_Given exercise a_
Translate this sentence from the loudspeaker design article into Spanish: "The Monitor folks are a fastidious lot."

— Begin Source text —

For many smaller loudspeaker companies, the undertaking of a brand new project, from the ground up, is a daunting prospect. More often than not, companies will outsource the industrial design of a nascent product to a third party. At Monitor Audio, however, there is a full-time team of approximately ten designers who are tasked with bringing concepts to life.
Charles Minett (shown above) is Monitor's product design manager, and has been with the company for more than ten years. He explains that Dean Hartley's technical group will introduce a design brief in a relatively general way, and from there, Charles's team will produce a variety of sketches.
These sketches will be followed by a variety of blue foam mockups, since the transition from the sketchpad to three dimensions is not always a harmonious one. Once the size and dimensions of a concept are in place, the team shifts to the computer. Initial renderings are done up and passed onto Monitor's sales team to be okayed, and then the engineering process begins in earnest.
The Monitor folks are a fastidious lot. While that tends to be the modus operandi of a group of engineers, it was a little surprising to see such attention brought to bear by their design group on a simple updated product line. "It's very rare that we're finishing a project that we're not ready immediately after to start again," Charles said. "There are things you've learned that you want to be able to apply to what you’ve just finished." He went on to explain that the outward differences of something like the first-generation Radius line through to the third-generation Radius line appear quite subtle. "The fundamentals are still exactly the same -- just a simple box with two circular metal grilles on it. But every time we've updated the range, we've thrown everything away and started again. There are very few components that we thought, Oh, we'll just use that again." I scoffed a bit at that comment. Surely not? Can that even be justified from a business perspective? As it turns out, "design" meant a great deal more than I was expecting it to. Almost every component found in a Monitor loudspeaker is designed and built in-house, with a strong emphasis on "almost every." "We use very few standard components -- every nut, every bolt, every screw; we design it," he said.

— End Source text —
— Begin Record extracts —

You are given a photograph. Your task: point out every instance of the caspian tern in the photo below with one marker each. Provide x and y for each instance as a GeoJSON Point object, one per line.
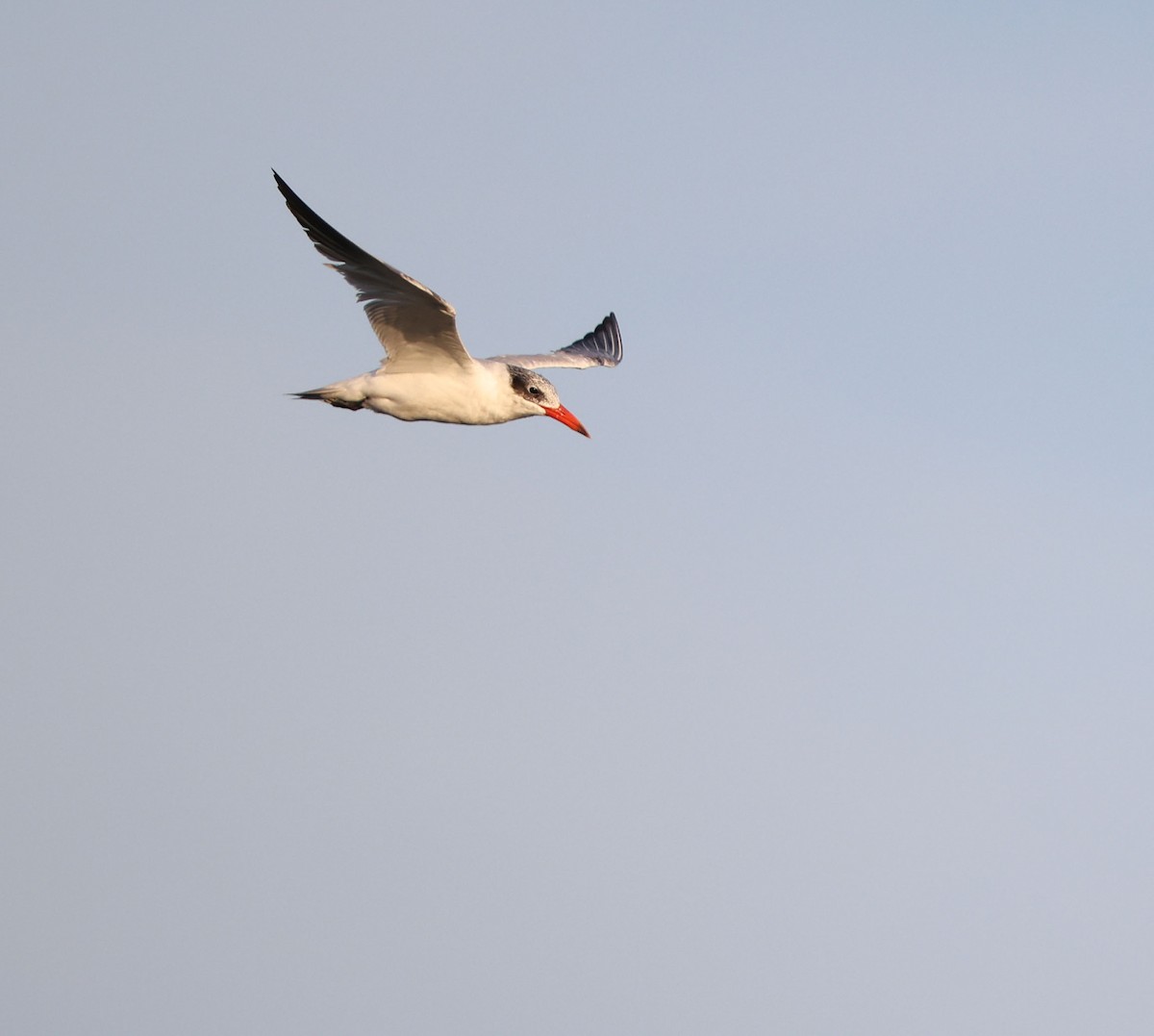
{"type": "Point", "coordinates": [427, 374]}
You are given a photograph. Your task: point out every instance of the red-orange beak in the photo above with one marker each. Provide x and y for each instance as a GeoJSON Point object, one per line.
{"type": "Point", "coordinates": [559, 413]}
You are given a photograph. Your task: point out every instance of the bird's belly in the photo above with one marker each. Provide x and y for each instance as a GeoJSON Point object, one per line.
{"type": "Point", "coordinates": [462, 399]}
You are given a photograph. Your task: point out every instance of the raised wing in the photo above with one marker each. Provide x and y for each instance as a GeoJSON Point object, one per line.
{"type": "Point", "coordinates": [601, 347]}
{"type": "Point", "coordinates": [415, 325]}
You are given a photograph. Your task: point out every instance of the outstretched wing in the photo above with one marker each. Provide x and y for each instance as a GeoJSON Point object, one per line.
{"type": "Point", "coordinates": [415, 325]}
{"type": "Point", "coordinates": [601, 347]}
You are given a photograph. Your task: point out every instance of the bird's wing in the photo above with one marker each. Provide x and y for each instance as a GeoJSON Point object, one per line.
{"type": "Point", "coordinates": [601, 347]}
{"type": "Point", "coordinates": [416, 327]}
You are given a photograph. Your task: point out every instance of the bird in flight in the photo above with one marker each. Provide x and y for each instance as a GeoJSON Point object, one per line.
{"type": "Point", "coordinates": [427, 374]}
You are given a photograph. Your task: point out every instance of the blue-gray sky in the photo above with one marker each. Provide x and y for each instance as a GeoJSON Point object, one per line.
{"type": "Point", "coordinates": [811, 695]}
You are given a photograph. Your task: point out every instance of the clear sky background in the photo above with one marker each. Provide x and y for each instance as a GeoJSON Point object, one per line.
{"type": "Point", "coordinates": [813, 695]}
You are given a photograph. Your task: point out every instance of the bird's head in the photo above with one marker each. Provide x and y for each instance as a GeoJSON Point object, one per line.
{"type": "Point", "coordinates": [539, 397]}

— End Record extracts —

_Given exercise b_
Rewrite the records as a Markdown table with the columns Number and Record line. Start at the line that has "of the clear" and stop after the last line of the records, numbering each row and leaving out blank lines.

_Exercise solution a_
La gente de Monitor es un grupo meticuloso.

_Exercise solution b_
| Number | Record line |
|---|---|
| 1 | You are given a photograph. Your task: point out every instance of the clear sky background in the photo above with one marker each. Provide x and y for each instance as a GeoJSON Point object, one per line. |
| 2 | {"type": "Point", "coordinates": [813, 695]} |
| 3 | You are given a photograph. Your task: point out every instance of the bird's head in the photo above with one marker each. Provide x and y for each instance as a GeoJSON Point object, one per line. |
| 4 | {"type": "Point", "coordinates": [539, 397]} |